■ **Dataset excerpts**:
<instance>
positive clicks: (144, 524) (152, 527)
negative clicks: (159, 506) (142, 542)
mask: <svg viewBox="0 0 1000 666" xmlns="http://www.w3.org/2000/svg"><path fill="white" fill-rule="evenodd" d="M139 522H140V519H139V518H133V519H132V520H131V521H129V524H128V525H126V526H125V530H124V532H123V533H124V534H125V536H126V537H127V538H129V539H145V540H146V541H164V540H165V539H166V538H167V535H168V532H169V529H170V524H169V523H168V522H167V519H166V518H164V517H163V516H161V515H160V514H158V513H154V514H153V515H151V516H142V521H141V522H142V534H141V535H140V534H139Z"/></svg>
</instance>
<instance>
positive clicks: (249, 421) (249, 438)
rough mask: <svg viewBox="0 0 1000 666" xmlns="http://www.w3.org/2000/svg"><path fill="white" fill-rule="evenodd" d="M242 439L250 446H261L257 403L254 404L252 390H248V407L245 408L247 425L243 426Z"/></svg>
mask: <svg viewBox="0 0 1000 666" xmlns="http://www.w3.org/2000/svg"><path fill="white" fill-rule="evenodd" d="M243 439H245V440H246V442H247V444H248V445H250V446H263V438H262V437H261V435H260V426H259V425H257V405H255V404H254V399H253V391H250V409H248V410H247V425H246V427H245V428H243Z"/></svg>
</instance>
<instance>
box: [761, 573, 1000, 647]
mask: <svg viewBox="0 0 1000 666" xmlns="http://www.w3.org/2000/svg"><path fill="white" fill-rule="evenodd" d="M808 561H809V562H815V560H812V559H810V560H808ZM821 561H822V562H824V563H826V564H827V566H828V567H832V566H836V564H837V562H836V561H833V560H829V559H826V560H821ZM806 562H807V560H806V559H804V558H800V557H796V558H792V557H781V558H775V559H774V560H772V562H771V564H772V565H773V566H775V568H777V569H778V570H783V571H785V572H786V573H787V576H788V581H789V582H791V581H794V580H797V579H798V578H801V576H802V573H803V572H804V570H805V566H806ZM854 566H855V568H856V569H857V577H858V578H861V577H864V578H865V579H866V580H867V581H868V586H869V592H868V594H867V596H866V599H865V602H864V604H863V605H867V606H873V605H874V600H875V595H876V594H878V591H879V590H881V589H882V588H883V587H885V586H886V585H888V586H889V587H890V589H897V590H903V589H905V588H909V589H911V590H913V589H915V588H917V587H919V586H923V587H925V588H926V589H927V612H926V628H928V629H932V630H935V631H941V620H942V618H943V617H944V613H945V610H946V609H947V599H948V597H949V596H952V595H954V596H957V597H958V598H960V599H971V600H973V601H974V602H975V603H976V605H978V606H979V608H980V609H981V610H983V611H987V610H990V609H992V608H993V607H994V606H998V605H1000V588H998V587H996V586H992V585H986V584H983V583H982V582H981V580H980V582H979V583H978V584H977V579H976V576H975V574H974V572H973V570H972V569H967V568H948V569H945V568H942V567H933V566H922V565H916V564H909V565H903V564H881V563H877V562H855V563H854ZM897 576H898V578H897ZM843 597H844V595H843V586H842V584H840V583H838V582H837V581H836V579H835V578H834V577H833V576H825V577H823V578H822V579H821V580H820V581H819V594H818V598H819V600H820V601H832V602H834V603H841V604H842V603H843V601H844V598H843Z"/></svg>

---

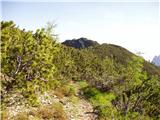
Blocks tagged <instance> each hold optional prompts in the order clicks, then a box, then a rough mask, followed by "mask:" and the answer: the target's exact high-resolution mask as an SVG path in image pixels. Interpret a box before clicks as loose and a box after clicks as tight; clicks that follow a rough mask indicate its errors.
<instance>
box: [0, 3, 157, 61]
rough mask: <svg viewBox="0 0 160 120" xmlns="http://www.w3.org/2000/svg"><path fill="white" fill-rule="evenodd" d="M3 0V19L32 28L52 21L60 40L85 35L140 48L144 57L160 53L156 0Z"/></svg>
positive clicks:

■ **Problem to solve**:
Using the listing, collect all lines in which the string "positive" is found.

■ **Response below**:
positive clicks: (144, 524) (152, 527)
positive clicks: (249, 421) (249, 438)
positive clicks:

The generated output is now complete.